◆ **EXERCISE PROMPT**: Convert everything from the line containing "Pinpoint every fox face in the frame." down to the last of the lines below, both included, into a numbered list with blank lines dropped. Leave the pictures out of your answer.

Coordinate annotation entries
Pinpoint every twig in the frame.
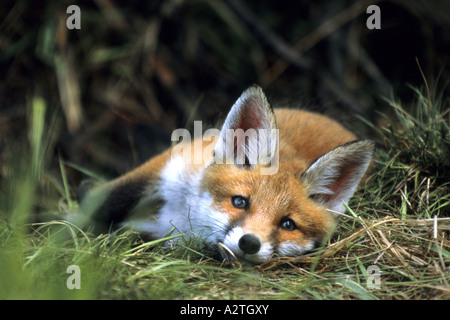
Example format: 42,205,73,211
416,57,433,108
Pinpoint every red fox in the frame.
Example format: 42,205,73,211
81,86,374,263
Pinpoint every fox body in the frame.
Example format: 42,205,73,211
82,86,374,263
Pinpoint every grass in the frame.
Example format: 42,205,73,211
0,89,450,300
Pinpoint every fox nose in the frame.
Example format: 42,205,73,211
238,233,261,254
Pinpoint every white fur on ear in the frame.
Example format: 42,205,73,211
214,85,278,166
300,140,375,213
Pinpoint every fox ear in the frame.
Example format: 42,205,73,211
300,140,375,213
214,85,278,167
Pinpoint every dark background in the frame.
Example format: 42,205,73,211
0,0,450,190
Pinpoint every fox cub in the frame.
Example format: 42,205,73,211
81,86,374,263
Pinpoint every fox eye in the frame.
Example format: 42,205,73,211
231,196,250,209
280,218,297,231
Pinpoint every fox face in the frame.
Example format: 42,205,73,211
79,86,374,263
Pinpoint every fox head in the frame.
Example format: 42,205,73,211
179,86,374,263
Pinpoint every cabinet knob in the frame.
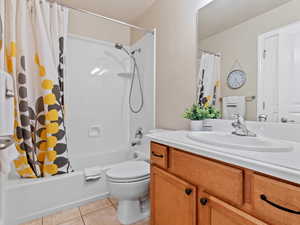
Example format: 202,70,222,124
185,188,193,195
200,198,208,206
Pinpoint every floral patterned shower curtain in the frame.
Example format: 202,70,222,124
5,0,71,178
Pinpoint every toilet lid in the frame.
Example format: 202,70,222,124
106,161,150,179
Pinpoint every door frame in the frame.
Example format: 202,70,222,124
256,21,300,122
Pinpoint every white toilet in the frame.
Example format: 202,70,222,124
106,161,150,224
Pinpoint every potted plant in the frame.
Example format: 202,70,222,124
183,104,205,131
203,106,221,131
183,104,220,131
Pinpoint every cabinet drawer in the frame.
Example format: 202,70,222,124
169,149,243,205
151,142,168,169
198,192,269,225
253,175,300,225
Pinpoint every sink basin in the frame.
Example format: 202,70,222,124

◆ **CORRECT RESULT**:
1. Pinpoint every fox face in the frame.
2. Example format: 42,205,73,211
3. 79,86,374,263
4. Pinpoint every fox head in the frame.
5. Example format: 42,205,73,211
6. 179,86,374,263
7. Pinpoint every cabinet knob in the frame.
8. Example format: 202,70,222,124
9. 185,188,193,195
10. 200,198,208,206
11. Pinpoint every floral patterned shower curtain in the frame.
12. Example format: 202,70,222,124
13. 5,0,71,178
14. Pinpoint every toilet lid in the frame.
15. Example format: 202,70,222,124
16. 106,161,150,179
17. Pinpoint every door frame in the frame.
18. Example format: 202,70,222,124
19. 256,21,300,122
20. Pinpoint every white toilet in the frame.
21. Example format: 202,70,222,124
22. 106,161,150,224
23. Pinpoint every potted plant in the frame.
24. Example format: 202,70,222,124
25. 183,104,205,131
26. 203,106,221,131
27. 183,104,220,131
28. Pinpoint every cabinet drawer in the frame.
29. Example format: 202,70,222,124
30. 169,149,243,205
31. 151,142,168,169
32. 198,192,269,225
33. 253,175,300,225
34. Pinpoint every sink basin in the frame.
35. Example format: 202,70,222,124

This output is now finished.